# Exercise:
Filter the records and copy every line that contains the word "combat".

--- start ---

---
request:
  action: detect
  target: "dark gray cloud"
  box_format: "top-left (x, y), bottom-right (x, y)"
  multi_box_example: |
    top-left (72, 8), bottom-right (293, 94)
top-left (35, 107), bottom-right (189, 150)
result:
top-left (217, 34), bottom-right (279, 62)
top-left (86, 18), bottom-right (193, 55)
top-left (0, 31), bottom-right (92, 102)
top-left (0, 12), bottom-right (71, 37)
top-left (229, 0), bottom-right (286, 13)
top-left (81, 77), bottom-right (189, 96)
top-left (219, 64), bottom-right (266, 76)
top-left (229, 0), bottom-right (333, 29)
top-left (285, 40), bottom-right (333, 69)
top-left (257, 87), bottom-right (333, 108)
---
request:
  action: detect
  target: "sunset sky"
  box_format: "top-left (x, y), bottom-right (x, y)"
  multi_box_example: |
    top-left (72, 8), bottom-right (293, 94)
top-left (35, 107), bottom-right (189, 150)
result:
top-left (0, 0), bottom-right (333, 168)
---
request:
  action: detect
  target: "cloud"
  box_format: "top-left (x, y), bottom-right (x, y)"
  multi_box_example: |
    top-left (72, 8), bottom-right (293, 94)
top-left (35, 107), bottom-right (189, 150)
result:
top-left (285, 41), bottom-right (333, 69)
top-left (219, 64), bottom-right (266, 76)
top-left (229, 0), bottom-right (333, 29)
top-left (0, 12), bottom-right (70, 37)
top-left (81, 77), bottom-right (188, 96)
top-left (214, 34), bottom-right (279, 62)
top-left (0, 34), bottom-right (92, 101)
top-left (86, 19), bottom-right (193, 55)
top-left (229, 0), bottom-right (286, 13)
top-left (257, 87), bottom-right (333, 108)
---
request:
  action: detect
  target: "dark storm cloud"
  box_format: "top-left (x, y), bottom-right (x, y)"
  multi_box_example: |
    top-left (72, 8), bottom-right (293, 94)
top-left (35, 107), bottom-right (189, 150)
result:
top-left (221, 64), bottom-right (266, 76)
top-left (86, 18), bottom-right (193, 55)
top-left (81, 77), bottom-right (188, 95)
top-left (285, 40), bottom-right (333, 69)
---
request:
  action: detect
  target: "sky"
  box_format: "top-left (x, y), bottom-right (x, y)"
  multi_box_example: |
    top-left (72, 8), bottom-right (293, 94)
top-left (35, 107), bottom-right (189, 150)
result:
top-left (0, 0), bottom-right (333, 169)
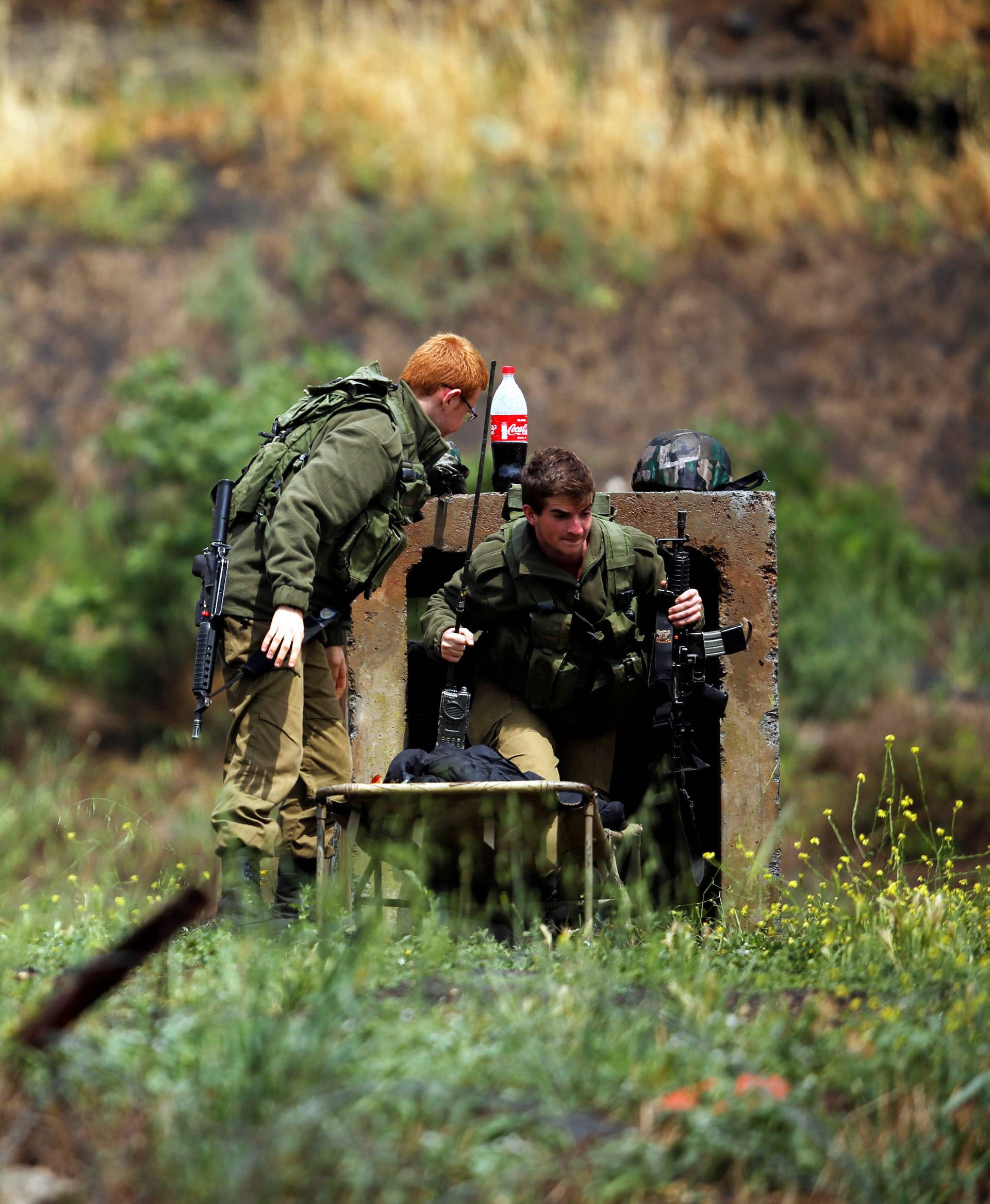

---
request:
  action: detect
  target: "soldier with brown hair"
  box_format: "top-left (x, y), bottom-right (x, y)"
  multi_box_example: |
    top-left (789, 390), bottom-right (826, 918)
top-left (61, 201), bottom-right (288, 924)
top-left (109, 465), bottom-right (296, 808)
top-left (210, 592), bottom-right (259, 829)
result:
top-left (422, 448), bottom-right (702, 870)
top-left (213, 334), bottom-right (488, 921)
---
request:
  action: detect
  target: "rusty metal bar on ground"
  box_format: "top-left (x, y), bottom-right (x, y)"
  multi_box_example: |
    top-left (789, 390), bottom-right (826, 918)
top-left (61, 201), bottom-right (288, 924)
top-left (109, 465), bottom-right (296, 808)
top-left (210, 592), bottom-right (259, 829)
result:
top-left (317, 779), bottom-right (604, 932)
top-left (14, 886), bottom-right (207, 1050)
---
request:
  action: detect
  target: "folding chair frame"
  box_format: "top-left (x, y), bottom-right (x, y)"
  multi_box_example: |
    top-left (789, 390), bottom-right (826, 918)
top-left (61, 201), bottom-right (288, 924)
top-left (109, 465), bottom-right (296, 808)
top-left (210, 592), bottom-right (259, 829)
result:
top-left (317, 779), bottom-right (625, 934)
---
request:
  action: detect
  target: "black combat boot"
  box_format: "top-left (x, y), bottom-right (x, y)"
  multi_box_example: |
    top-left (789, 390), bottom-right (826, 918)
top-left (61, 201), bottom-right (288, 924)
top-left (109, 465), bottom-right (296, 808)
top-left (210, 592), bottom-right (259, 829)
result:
top-left (217, 845), bottom-right (268, 925)
top-left (272, 852), bottom-right (317, 922)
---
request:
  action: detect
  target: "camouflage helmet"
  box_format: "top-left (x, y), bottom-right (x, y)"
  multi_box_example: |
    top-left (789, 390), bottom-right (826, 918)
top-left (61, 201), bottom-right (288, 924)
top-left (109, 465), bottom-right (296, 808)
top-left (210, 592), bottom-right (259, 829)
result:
top-left (633, 431), bottom-right (733, 491)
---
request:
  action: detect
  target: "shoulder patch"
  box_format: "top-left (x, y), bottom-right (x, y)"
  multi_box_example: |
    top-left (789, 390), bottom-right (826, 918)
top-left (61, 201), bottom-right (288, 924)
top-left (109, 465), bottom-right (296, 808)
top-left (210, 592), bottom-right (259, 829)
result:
top-left (623, 527), bottom-right (657, 558)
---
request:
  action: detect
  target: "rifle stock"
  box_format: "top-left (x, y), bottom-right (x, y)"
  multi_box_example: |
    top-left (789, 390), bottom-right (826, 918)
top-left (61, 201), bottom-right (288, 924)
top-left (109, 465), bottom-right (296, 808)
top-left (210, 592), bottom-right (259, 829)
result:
top-left (192, 478), bottom-right (234, 740)
top-left (647, 511), bottom-right (753, 886)
top-left (437, 360), bottom-right (496, 749)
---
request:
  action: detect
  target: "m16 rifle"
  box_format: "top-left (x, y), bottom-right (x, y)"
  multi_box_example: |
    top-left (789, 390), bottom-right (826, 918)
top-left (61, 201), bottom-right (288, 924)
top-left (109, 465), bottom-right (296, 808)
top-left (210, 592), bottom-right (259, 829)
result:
top-left (437, 360), bottom-right (496, 749)
top-left (192, 478), bottom-right (234, 740)
top-left (192, 478), bottom-right (340, 740)
top-left (647, 511), bottom-right (753, 886)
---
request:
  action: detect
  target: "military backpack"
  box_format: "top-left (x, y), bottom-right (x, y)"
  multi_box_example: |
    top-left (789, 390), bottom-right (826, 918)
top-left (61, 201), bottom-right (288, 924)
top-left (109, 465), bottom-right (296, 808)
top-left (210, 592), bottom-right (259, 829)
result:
top-left (231, 364), bottom-right (428, 602)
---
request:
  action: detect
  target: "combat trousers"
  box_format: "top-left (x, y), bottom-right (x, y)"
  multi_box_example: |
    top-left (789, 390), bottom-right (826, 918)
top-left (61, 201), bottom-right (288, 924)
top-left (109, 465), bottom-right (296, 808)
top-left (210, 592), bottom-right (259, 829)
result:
top-left (468, 680), bottom-right (616, 872)
top-left (213, 619), bottom-right (351, 858)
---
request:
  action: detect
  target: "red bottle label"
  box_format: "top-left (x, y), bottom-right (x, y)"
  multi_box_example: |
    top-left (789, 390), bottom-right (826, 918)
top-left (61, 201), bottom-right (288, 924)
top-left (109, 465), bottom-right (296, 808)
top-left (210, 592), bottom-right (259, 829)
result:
top-left (491, 414), bottom-right (529, 443)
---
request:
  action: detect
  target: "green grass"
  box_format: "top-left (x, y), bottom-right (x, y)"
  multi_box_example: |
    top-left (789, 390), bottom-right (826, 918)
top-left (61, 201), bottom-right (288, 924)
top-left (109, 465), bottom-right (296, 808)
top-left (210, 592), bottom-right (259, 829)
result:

--- end ---

# Answer:
  target: "black combat boot"
  target: "combat trousers"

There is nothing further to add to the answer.